▽

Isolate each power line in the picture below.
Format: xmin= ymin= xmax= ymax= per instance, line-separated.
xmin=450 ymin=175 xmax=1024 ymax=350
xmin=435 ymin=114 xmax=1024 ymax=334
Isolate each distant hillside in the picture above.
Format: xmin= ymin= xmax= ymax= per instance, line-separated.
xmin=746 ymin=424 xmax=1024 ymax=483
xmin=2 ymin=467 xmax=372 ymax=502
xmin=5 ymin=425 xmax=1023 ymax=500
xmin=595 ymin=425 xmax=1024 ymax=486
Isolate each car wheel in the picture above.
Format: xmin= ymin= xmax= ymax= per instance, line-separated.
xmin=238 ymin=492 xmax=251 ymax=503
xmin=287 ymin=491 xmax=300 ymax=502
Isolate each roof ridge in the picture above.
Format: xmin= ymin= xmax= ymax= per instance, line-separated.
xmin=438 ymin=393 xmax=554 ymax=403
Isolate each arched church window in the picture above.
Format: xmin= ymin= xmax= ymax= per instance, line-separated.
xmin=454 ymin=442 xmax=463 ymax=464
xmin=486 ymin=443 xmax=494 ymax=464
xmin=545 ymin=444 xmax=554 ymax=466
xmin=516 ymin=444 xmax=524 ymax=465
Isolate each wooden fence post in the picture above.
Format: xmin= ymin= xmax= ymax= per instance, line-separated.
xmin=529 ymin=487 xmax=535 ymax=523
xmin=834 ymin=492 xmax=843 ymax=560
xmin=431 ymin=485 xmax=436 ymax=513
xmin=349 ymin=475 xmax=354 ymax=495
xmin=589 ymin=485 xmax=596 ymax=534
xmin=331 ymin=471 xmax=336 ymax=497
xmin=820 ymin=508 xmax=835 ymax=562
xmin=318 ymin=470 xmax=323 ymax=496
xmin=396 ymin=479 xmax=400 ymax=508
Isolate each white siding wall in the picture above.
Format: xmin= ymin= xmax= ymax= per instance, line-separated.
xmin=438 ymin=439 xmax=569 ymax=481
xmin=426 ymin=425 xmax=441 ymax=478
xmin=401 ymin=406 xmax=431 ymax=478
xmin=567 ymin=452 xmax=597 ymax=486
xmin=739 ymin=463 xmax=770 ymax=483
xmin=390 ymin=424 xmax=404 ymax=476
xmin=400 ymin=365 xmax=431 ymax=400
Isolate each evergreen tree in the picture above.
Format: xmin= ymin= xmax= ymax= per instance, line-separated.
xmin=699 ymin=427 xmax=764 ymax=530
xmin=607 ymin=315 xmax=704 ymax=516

△

## INSTRUCTIONS TO FOLLOW
Look for the word "Isolate" in the listing above and state how many lines have it; give the number and nothing else.

## TASK RESPONSE
8